> [Given records]

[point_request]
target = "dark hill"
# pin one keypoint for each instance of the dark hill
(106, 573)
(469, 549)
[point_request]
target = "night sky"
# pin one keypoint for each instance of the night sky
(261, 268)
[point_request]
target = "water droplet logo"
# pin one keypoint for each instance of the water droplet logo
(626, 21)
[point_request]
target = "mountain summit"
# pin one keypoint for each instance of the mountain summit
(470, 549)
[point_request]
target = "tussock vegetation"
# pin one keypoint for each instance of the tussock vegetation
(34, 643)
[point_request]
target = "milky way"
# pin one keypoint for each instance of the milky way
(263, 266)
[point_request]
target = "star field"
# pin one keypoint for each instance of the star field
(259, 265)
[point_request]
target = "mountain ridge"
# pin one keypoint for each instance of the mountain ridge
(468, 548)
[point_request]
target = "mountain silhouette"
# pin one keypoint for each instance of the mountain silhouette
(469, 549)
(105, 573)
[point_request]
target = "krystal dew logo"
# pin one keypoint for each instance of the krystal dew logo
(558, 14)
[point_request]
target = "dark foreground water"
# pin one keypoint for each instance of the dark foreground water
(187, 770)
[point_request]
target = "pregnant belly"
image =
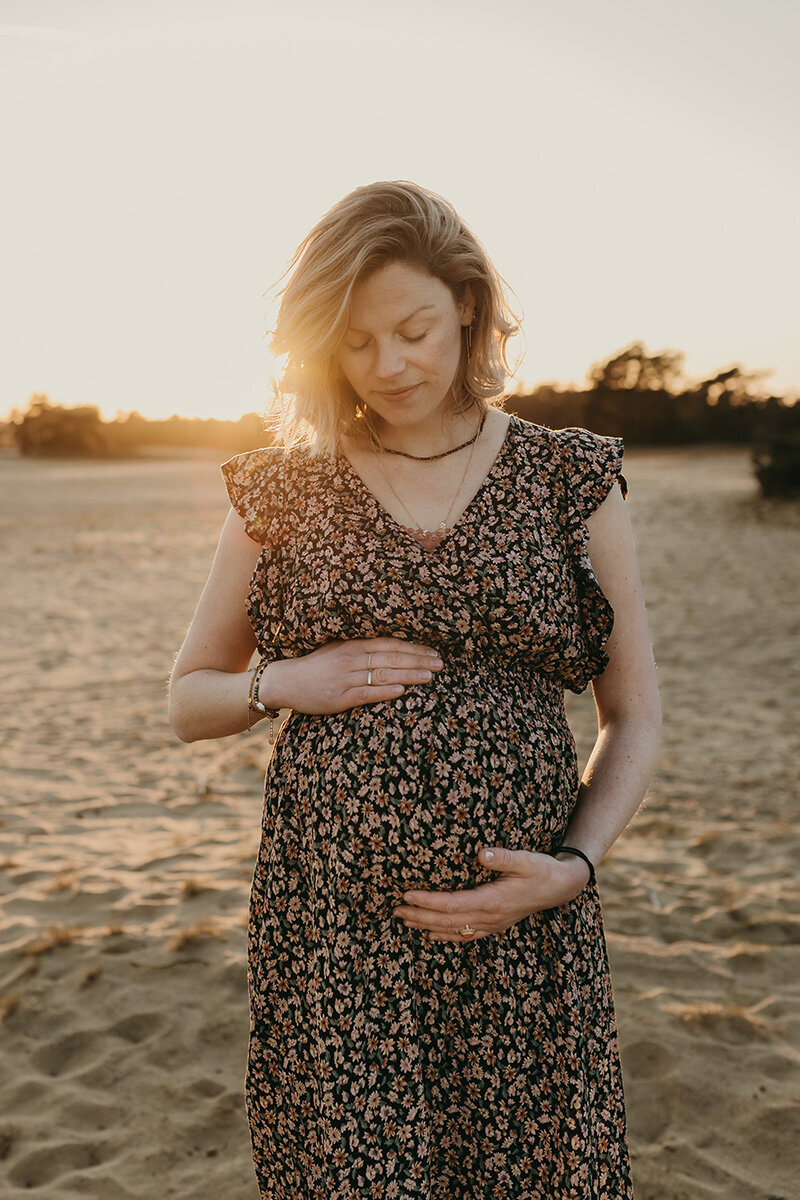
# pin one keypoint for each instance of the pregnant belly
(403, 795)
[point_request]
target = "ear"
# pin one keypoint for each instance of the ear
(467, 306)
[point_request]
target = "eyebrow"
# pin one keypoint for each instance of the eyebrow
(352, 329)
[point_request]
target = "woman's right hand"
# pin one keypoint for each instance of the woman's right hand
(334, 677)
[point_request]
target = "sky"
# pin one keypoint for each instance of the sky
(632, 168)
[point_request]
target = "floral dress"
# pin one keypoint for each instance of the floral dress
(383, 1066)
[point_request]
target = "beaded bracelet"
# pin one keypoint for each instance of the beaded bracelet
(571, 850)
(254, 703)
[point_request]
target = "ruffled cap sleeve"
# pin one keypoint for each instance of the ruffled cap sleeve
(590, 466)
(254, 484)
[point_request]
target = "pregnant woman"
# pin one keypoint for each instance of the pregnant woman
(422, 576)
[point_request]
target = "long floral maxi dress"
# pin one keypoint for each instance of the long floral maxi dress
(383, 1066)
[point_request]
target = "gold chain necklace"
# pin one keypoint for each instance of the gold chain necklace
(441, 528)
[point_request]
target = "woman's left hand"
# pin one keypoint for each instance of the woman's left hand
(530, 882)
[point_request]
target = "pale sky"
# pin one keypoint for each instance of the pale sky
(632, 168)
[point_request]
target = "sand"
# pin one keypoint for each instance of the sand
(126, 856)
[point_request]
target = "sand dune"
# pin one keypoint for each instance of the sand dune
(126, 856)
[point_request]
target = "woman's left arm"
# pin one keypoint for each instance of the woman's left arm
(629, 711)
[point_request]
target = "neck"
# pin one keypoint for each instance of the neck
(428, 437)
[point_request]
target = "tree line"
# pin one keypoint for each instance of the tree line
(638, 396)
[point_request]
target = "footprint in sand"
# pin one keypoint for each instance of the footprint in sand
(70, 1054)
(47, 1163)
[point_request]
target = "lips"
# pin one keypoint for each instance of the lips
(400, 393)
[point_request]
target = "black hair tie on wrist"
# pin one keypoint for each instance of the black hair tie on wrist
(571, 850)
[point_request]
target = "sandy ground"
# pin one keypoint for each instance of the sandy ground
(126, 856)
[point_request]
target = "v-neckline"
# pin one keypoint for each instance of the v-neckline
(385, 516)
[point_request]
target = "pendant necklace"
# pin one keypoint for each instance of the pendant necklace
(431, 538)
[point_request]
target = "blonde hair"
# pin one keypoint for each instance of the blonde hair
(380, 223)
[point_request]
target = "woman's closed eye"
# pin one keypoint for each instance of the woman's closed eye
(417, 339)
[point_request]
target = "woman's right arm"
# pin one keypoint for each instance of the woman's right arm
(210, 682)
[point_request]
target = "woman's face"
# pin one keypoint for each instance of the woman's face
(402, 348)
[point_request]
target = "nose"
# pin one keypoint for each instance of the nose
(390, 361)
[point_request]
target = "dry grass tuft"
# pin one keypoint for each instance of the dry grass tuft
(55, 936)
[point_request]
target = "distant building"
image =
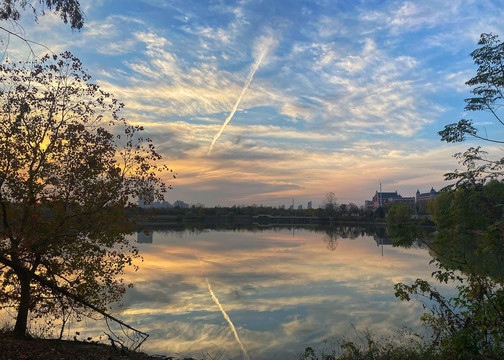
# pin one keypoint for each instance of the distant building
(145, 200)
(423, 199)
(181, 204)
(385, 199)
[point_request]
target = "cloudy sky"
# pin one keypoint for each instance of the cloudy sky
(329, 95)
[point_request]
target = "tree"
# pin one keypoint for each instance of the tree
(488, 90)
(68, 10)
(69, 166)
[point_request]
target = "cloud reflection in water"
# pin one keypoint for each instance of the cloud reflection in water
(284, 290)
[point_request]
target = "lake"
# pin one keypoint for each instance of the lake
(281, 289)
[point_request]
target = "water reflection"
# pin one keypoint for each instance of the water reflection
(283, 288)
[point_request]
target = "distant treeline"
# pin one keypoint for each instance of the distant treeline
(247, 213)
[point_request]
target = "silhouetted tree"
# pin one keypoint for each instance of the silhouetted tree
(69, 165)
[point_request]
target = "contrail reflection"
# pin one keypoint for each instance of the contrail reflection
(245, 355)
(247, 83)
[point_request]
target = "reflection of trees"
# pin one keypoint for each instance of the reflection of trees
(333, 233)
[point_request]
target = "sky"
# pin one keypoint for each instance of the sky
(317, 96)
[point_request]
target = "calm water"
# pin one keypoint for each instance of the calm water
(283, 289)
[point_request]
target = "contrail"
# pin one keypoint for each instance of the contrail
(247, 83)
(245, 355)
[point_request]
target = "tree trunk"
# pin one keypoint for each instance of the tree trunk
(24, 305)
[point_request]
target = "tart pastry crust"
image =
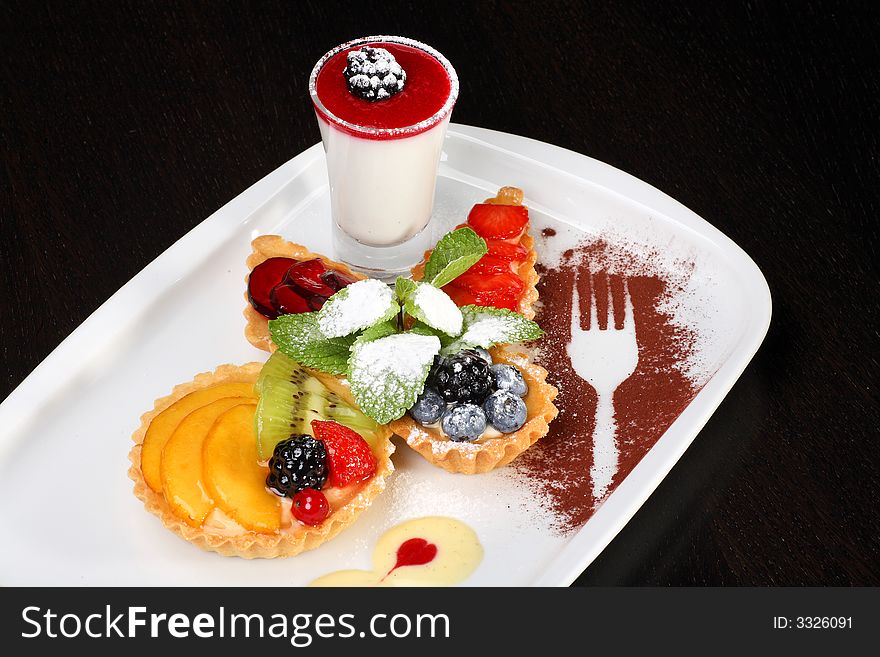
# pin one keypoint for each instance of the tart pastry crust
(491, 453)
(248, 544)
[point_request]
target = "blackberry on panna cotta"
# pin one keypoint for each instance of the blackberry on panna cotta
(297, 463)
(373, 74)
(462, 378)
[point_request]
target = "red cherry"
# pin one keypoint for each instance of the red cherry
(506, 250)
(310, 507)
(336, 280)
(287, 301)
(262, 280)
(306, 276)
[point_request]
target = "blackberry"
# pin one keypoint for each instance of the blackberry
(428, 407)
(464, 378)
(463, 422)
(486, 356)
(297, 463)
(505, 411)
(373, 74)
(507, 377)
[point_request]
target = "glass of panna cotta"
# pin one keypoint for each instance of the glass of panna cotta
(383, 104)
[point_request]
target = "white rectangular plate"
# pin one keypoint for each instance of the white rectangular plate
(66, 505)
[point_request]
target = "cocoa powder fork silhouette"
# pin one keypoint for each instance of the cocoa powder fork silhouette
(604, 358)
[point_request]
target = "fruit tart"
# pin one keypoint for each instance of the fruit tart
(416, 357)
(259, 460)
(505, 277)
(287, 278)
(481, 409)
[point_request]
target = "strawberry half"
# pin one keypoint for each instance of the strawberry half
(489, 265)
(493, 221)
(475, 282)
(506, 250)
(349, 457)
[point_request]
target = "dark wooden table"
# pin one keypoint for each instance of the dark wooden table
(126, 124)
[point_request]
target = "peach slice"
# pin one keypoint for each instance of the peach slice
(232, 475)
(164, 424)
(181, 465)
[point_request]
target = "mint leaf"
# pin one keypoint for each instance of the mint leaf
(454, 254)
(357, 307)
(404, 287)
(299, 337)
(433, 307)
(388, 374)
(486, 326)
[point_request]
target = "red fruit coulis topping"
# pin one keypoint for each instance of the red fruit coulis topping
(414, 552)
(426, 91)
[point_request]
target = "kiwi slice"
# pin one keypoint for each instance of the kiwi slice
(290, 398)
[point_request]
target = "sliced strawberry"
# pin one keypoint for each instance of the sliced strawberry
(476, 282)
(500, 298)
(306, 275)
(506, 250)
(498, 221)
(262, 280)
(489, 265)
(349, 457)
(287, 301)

> [What is needed]
If the data includes images, omit them, and set down everything else exactly as above.

> [Response to this exercise]
[point_request]
target = "dark hill"
# pin one keypoint for each instance of the dark hill
(106, 573)
(469, 549)
[point_request]
target = "night sky"
# pin one keypoint for each instance of the night sky
(261, 268)
[point_request]
target = "water droplet logo"
# pin one keypoint for each instance of the water droplet logo
(626, 21)
[point_request]
target = "mountain summit"
# pin one keypoint for each instance of the mountain summit
(470, 549)
[point_request]
target = "tussock vegetation"
# pin one keypoint for each instance of the tussock vegetation
(34, 643)
[point_request]
target = "milky way"
# pin one keypoint for each instance of the milky way
(263, 266)
[point_request]
target = "star field"
# pin one keypoint for each instance of the star field
(259, 265)
[point_request]
target = "mountain ridge"
# pin one keypoint for each instance of the mountain ridge
(468, 548)
[point_request]
target = "mountain silhouette"
# pin one keypoint for each instance of the mountain silhouette
(469, 549)
(105, 573)
[point_request]
target = "krystal dew logo"
# pin one keypoint for each instance of the krystal dew logo
(558, 14)
[point_request]
target = "dark foreground water"
# pin one keypoint for each instance of the dark foreground water
(187, 770)
[point_request]
target = "pregnant belly"
image =
# pin one keypoint for each instance of the pregnant belly
(403, 795)
[point_request]
target = "ear"
# pin one keypoint for each instance of the ear
(467, 306)
[point_request]
target = "eyebrow"
# pin one keypoint for each instance of the eyebrow
(352, 329)
[point_request]
target = "woman's right hand"
# pin one keypoint for each instance of the woman's right hand
(334, 677)
[point_request]
target = "sky"
# pin one keypoint for each instance of the sky
(632, 168)
[point_request]
target = "floral dress"
# pin one keypoint for each instance of the floral dress
(383, 1066)
[point_request]
target = "beaded bracelet"
# pin one keypoint for each instance of the beaded bracelet
(571, 850)
(254, 703)
[point_request]
target = "ruffled cap sleeve"
# pin one keypoint for each instance of the ruffled cap sleeve
(590, 466)
(254, 484)
[point_request]
target = "pregnant woman"
# pin one keypoint for each instance of the pregnant woman
(422, 576)
[point_request]
target = "long floral maxi dress"
# pin one keypoint for each instance of the long floral maxi dress
(383, 1066)
[point_request]
target = "gold chain necklace"
# pin one keypoint for each instance of the gold chain necklace
(441, 528)
[point_request]
target = "woman's left hand"
# pin one keypoint for each instance of the woman's left hand
(530, 882)
[point_request]
target = "pale sky"
# pin one keypoint for each instance of the pale sky
(632, 168)
[point_request]
target = "sand"
# pin one keypoint for each instance of the sand
(126, 856)
[point_request]
target = "sand dune"
# pin one keypoint for each instance of the sand dune
(126, 856)
[point_request]
target = "woman's left arm"
# pin one keypoint for each instance of the woman's left arm
(629, 711)
[point_request]
target = "neck"
# pin one keypoint for each instance of the neck
(428, 437)
[point_request]
target = "tree line"
# pin one keypoint for each instance of the tree line
(638, 396)
[point_request]
target = "footprint in sand"
# pin one keypoint for each instance of the footprint in sand
(70, 1054)
(47, 1163)
[point_request]
target = "lips"
# pin one keypoint for each instance of the lips
(400, 393)
[point_request]
target = "black hair tie on wrist"
# pin one keypoint for each instance of the black hair tie on wrist
(571, 850)
[point_request]
target = "sandy ground"
# pin one keypoint for each instance of the sandy ground
(126, 856)
[point_request]
target = "v-neckline"
# pin one keypoint for each instance of the v-neckline
(385, 516)
[point_request]
target = "pendant necklace"
# pin one keypoint for each instance of the pendant necklace
(431, 538)
[point_request]
target = "blonde hair"
# pin one keypoint for each instance of the blonde hair
(380, 223)
[point_request]
target = "woman's closed eye"
# pin one keypoint for each instance of the woman's closed eye
(417, 339)
[point_request]
target = "woman's right arm"
# pin one keypoint for each instance of the woman's right arm
(210, 682)
[point_request]
target = "woman's face"
# pin one keypoint for each instance of the woman's face
(402, 348)
[point_request]
target = "nose"
# pin one keypoint for each instance of the nose
(390, 361)
[point_request]
target = "dry grass tuft"
# pin one keypoint for each instance of the dry grass tuft
(55, 936)
[point_request]
target = "distant building"
image =
# pin one keypoint for each instance of the distant building
(145, 200)
(423, 199)
(181, 204)
(385, 199)
[point_request]
target = "cloudy sky"
# pin one keypoint for each instance of the cloudy sky
(329, 95)
[point_request]
target = "tree"
# pin one keypoint for each instance of the tree
(488, 90)
(68, 10)
(69, 166)
[point_request]
target = "cloud reflection in water"
# pin one keypoint for each instance of the cloud reflection in water
(284, 290)
[point_request]
target = "lake"
# pin one keypoint for each instance of the lake
(281, 289)
[point_request]
target = "water reflection"
# pin one keypoint for each instance of the water reflection
(283, 288)
[point_request]
target = "distant treeline"
# pin one keypoint for each instance of the distant treeline
(247, 213)
[point_request]
target = "silhouetted tree"
# pin one keypoint for each instance of the silhouetted tree
(69, 165)
[point_request]
target = "contrail reflection"
# pin one keypoint for each instance of the contrail reflection
(245, 355)
(247, 83)
[point_request]
target = "reflection of trees"
# pin one keypoint for each instance of the reflection of trees
(333, 233)
[point_request]
target = "sky"
# pin one keypoint for each instance of the sky
(317, 96)
[point_request]
target = "calm water"
# pin one keypoint for each instance of the calm water
(283, 289)
[point_request]
target = "contrail"
# pin one keypoint for each instance of the contrail
(247, 83)
(245, 355)
[point_request]
target = "tree trunk"
# pin one keypoint for each instance of the tree trunk
(24, 305)
[point_request]
target = "tart pastry crust"
image =
# pin one keypoint for each instance of the tart pastry crust
(491, 453)
(248, 544)
[point_request]
target = "blackberry on panna cotta"
# pin one keypoint for each instance of the blackberry on panna cotta
(297, 463)
(373, 74)
(462, 378)
[point_request]
target = "red cherry"
# pin one keypoint for each instance of the red cherry
(506, 250)
(310, 507)
(336, 280)
(287, 301)
(262, 280)
(306, 276)
[point_request]
target = "blackberry"
# pin one keypoint for each instance of the blackberry
(428, 407)
(464, 378)
(463, 422)
(486, 356)
(297, 463)
(505, 411)
(373, 74)
(507, 377)
[point_request]
target = "glass of panna cotta"
# pin one keypoint for each instance of the glass of panna cotta
(383, 104)
[point_request]
target = "white rectangular plate"
# pin one keypoint for each instance of the white rectangular plate
(66, 505)
[point_request]
target = "cocoa powder fork silhouette"
# pin one keypoint for each instance of the cocoa powder fork silhouette
(604, 358)
[point_request]
target = "fruit tart"
# pin one keypoint for each instance of the fruit tart
(416, 357)
(259, 460)
(505, 277)
(287, 278)
(481, 409)
[point_request]
target = "strawberry half"
# pin one keypoint for each instance of the strawberry half
(489, 265)
(493, 221)
(475, 282)
(506, 250)
(349, 457)
[point_request]
target = "dark wooden table"
# pin one keypoint for each instance of the dark wooden table
(126, 124)
[point_request]
target = "peach slice"
# pin one keypoint for each instance of the peach slice
(232, 475)
(164, 424)
(181, 465)
[point_request]
target = "mint leaf"
# pin one keypoint for each instance of the mint leaf
(454, 254)
(357, 307)
(404, 287)
(299, 337)
(433, 307)
(388, 374)
(486, 326)
[point_request]
target = "red fruit coulis topping"
# pin one keypoint for each instance of the red fruit coulis topping
(414, 552)
(426, 91)
[point_request]
target = "kiwi slice"
# pin one keypoint for each instance of the kiwi slice
(290, 398)
[point_request]
target = "sliced strawberry"
# pin one keypoint for each instance of the sliced strawberry
(476, 282)
(500, 298)
(306, 275)
(506, 250)
(498, 221)
(262, 280)
(489, 265)
(349, 457)
(287, 301)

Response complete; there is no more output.